Activity:
Please restate, word for word, the lines below that begin at the one with "Locate the street" and end at the one with "Locate the beige". Leave out all other lines.

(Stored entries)
——

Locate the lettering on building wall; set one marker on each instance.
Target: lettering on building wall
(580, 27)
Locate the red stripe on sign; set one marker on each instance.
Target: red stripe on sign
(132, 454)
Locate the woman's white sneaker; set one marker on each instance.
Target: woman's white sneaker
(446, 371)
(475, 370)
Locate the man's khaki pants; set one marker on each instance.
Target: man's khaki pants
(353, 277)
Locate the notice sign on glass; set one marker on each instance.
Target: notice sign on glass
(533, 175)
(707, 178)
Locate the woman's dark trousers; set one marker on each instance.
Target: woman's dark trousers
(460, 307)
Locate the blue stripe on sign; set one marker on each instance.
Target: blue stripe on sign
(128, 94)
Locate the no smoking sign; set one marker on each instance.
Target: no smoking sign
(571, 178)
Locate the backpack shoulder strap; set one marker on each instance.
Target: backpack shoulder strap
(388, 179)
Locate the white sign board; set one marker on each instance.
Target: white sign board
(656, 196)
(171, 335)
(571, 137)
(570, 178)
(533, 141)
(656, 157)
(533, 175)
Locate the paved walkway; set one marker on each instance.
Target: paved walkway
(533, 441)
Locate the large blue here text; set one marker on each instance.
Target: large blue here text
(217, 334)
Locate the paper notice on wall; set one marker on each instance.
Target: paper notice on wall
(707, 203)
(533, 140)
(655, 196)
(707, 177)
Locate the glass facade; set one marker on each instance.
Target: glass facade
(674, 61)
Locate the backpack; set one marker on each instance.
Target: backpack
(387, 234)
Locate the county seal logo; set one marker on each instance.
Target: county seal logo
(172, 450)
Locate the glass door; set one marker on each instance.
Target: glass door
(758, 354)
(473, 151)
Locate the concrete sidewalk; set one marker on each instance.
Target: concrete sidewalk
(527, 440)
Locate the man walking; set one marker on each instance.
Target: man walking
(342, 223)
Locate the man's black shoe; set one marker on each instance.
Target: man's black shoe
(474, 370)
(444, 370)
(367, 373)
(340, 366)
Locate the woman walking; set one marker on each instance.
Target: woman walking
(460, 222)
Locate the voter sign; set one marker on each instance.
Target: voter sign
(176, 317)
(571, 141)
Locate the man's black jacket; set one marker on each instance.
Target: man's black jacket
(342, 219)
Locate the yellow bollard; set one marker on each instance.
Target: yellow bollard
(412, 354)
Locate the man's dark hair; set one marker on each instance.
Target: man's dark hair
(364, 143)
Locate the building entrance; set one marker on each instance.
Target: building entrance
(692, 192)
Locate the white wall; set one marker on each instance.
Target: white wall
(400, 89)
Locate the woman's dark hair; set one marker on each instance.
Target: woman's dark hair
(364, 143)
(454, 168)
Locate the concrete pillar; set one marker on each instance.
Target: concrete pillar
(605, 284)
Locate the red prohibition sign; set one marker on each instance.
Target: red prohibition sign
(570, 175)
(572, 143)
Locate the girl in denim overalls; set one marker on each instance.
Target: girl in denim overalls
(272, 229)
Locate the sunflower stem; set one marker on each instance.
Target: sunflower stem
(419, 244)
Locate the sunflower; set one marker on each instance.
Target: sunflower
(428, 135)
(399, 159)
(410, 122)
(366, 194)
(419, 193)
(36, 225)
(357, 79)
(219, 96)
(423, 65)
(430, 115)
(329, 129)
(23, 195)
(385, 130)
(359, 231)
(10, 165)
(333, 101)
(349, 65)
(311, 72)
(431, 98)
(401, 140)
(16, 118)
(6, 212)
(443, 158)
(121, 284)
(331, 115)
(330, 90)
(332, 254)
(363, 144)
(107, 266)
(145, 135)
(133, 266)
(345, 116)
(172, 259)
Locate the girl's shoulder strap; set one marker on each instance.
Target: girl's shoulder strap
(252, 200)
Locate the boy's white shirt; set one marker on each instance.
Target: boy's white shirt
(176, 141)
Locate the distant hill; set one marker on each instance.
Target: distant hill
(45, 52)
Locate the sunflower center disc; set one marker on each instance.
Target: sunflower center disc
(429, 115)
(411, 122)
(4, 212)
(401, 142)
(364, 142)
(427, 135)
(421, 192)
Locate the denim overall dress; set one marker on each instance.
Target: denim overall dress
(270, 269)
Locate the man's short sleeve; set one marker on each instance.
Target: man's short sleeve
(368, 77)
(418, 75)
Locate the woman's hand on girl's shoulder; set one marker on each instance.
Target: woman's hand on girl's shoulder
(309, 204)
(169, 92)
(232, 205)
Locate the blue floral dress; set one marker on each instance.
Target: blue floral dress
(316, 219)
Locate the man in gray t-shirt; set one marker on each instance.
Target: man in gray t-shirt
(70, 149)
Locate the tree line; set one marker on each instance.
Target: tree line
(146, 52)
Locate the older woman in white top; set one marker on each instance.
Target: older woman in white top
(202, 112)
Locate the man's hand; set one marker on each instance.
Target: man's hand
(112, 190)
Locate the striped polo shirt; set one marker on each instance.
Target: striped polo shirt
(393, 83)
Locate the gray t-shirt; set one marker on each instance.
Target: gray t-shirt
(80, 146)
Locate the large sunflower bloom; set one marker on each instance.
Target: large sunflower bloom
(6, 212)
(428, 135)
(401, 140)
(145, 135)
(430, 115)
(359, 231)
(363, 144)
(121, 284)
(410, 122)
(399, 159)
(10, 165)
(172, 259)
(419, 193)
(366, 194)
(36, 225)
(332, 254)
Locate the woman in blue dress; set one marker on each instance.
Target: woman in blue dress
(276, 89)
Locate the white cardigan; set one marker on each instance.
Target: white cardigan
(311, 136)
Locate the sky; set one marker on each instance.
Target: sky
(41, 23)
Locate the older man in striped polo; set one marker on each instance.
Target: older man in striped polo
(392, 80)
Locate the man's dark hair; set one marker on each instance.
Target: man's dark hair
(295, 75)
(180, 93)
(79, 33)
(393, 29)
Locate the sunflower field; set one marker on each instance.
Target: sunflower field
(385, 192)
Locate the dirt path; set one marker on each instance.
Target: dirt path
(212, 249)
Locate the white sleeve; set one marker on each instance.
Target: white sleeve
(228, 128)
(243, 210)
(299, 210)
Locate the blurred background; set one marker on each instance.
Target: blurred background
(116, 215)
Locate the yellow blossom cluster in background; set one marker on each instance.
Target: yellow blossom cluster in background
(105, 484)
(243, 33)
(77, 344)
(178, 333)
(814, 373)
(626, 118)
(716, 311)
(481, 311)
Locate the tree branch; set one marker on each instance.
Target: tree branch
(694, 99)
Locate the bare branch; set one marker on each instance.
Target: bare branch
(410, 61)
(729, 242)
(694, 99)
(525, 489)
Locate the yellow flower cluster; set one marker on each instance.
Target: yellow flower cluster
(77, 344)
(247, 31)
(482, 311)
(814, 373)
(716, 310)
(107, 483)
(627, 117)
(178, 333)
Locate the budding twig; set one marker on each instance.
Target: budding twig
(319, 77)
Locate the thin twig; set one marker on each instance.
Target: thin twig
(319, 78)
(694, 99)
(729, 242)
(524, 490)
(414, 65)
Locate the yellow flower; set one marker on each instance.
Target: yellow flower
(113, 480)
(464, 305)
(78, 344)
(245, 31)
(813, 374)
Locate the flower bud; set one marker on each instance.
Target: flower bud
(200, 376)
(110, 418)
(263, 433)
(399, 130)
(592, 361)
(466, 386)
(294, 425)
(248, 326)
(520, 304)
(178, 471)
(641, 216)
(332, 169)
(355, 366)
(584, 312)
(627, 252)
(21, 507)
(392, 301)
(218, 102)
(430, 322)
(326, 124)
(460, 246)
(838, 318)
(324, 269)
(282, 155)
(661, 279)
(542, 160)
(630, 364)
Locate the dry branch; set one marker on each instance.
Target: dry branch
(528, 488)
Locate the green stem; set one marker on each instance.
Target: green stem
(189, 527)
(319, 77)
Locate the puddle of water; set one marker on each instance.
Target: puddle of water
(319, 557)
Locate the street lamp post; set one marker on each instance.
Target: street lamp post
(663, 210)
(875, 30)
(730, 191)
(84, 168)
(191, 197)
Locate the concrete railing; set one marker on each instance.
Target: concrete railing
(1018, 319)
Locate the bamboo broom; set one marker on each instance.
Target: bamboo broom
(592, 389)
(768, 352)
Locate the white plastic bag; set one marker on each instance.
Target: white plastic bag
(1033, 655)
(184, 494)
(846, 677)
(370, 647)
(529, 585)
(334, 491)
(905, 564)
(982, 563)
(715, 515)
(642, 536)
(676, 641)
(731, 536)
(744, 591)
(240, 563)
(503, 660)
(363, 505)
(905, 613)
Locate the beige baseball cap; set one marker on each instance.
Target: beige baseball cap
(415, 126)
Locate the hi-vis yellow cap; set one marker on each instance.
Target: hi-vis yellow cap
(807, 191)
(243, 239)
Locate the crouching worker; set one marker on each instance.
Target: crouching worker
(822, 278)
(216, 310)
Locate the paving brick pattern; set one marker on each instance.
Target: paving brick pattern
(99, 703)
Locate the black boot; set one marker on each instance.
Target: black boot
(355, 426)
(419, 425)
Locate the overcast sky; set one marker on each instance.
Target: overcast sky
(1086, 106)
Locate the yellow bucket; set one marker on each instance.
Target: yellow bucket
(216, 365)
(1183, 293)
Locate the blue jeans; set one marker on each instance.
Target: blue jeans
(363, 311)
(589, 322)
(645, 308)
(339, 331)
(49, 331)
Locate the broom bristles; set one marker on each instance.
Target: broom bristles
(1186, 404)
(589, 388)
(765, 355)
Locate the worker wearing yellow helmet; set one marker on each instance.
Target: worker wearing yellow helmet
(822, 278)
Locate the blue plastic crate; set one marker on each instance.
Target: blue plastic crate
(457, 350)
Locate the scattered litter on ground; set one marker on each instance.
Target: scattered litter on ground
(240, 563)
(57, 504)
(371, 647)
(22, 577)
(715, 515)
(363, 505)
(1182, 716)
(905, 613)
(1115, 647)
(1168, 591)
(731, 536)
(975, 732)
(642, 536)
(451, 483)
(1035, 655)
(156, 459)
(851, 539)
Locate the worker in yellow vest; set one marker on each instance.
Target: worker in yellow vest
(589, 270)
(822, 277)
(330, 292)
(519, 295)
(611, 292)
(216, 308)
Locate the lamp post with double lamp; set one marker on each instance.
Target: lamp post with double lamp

——

Answer section:
Locate the street lamp post; set one marker on each instance.
Target: street lamp post
(663, 210)
(875, 30)
(730, 191)
(84, 168)
(191, 197)
Locate the concrete railing; set one marker on each instance.
Target: concrete railing
(1018, 319)
Locate the bamboo broom; set one marker on each instance.
Target: bamboo broom
(592, 389)
(768, 352)
Locate the white plastic bag; set one marker on each instance.
Target: white plastic bag
(1033, 655)
(184, 494)
(846, 677)
(370, 647)
(529, 585)
(334, 491)
(905, 564)
(982, 563)
(715, 515)
(642, 536)
(676, 641)
(731, 536)
(744, 591)
(240, 563)
(503, 660)
(363, 505)
(905, 613)
Locate the beige baseball cap; set one marker on each instance.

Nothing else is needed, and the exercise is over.